### Given text
The World Health Organization (WHO) will collaborate with the government of Japan to fortify Egypt's emergency health response to epidemic-prone diseases, by enhancing its disease surveillance system.
The project will start in the third quarter of 2019 and finish by the first quarter of 2020.
The main goal is to train more than 100 health staff members in 27 governorates; a process which will see the collaboration of other ministries including the ministries of agriculture, health and population, and environment.
In a statement released by the UN office in Egypt, Dr Jean Jabbour, WHO representative in Egypt stated: "This partnership with Japan is a milestone in supporting public health programs, including rapid response to epidemic-prone diseases through supporting diagnosis and surveillance. Identifying the appropriate partner is a key.”
The WHO will provide training and technical support to healthcare stakeholders, while the Japanese counterparts will support capacity building for the national surveillance system for outbreak investigation and rapid response measures.
######
### Dataset extract
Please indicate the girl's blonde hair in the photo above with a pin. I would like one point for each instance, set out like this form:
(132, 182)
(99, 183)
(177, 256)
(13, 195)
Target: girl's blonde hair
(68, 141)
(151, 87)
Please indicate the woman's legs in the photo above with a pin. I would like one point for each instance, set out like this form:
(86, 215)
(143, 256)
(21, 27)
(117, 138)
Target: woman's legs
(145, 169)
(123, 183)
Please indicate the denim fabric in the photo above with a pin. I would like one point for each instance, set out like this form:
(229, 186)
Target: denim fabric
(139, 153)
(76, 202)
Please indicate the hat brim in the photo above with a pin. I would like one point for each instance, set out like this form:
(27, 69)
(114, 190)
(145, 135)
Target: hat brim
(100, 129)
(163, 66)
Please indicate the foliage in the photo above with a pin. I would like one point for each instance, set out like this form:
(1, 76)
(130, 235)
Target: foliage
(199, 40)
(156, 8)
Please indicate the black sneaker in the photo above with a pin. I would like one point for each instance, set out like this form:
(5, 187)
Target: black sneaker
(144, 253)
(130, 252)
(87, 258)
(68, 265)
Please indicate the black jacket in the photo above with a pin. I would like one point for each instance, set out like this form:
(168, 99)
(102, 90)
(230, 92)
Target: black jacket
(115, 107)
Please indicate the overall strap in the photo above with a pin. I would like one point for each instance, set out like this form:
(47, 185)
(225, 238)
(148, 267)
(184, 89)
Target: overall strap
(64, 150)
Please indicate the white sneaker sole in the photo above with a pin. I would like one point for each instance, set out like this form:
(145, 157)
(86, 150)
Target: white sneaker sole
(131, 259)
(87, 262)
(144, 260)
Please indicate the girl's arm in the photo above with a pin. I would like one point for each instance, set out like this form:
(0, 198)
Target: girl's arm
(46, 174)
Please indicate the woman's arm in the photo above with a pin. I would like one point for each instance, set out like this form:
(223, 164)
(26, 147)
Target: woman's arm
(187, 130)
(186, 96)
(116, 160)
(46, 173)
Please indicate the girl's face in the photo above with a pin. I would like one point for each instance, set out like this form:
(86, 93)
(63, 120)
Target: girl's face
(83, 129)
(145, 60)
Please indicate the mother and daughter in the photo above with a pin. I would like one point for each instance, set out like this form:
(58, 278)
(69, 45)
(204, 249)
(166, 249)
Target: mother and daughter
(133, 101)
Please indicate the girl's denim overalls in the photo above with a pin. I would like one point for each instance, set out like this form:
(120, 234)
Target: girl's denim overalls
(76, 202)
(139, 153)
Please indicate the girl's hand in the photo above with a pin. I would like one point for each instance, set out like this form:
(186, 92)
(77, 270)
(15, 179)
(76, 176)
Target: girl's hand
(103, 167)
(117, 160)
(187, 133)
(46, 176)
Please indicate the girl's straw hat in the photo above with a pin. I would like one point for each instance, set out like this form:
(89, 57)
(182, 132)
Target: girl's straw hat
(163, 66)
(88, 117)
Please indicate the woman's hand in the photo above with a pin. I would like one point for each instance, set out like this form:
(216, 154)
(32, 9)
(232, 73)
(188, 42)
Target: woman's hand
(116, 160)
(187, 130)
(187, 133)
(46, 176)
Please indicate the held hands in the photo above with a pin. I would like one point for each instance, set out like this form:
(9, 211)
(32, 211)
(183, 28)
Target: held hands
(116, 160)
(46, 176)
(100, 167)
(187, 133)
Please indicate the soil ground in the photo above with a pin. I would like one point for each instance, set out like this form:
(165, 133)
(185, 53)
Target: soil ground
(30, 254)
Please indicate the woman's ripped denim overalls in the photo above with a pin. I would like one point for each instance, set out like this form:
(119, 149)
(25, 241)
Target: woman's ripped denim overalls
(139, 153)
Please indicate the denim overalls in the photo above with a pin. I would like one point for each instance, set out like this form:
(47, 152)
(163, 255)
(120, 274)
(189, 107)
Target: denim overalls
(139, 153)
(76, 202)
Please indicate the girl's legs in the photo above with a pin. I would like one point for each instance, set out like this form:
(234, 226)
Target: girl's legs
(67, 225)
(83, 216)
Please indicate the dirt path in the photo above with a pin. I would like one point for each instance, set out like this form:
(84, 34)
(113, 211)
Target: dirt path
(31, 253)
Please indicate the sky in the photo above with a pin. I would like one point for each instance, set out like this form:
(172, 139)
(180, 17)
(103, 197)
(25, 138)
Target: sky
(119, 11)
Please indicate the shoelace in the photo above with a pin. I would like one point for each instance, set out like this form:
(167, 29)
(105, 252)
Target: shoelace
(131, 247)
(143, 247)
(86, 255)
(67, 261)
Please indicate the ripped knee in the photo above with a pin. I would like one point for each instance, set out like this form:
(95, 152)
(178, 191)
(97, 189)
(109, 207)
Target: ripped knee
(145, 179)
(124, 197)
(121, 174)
######
- Your tasks -
- A) According to the article on Egypt's disease surveillance, in how many governorates will health staff be trained?
- B) Using the article on Egypt's disease surveillance, decide whether each statement agrees with it: (i) The project is due to finish by the first quarter of 2020. (ii) Japan will give training and technical support to healthcare stakeholders. (iii) Dr Jean Jabbour is the WHO representative in Egypt.
- C) Carry on the article on Egypt's disease surveillance past its final sentence.

- Results -
- A) 27 governorates.

- B)
(i) Yes: "finish by the first quarter of 2020"
(ii) No: "The WHO will provide training and technical support to healthcare stakeholders"
(iii) Yes: "Dr Jean Jabbour, WHO representative in Egypt"

- C)
In a statement released by the Ambassador of Japan to Egypt, Masaki Noke stressed that improving the healthcare system through capacity-building is important in the context of 'Universal Health Coverage,' which will be one of the key themes of two summits in Japan; first the G20 in June, and then the TICAD7(7th Tokyo International Conference on African Development) in August.
Egypt's national action plans to prevent and control the spread of the Ebola virus, pandemic influenza, avian influenza, and dengue fever are high priority, and the proposed project that assists in achieving this target through training of surveillance officers and rapid response teams align with these plans.
The government of Japan will present a financial support of $80,000 to help implement this project as part of an overarching Eastern Mediterranean region one.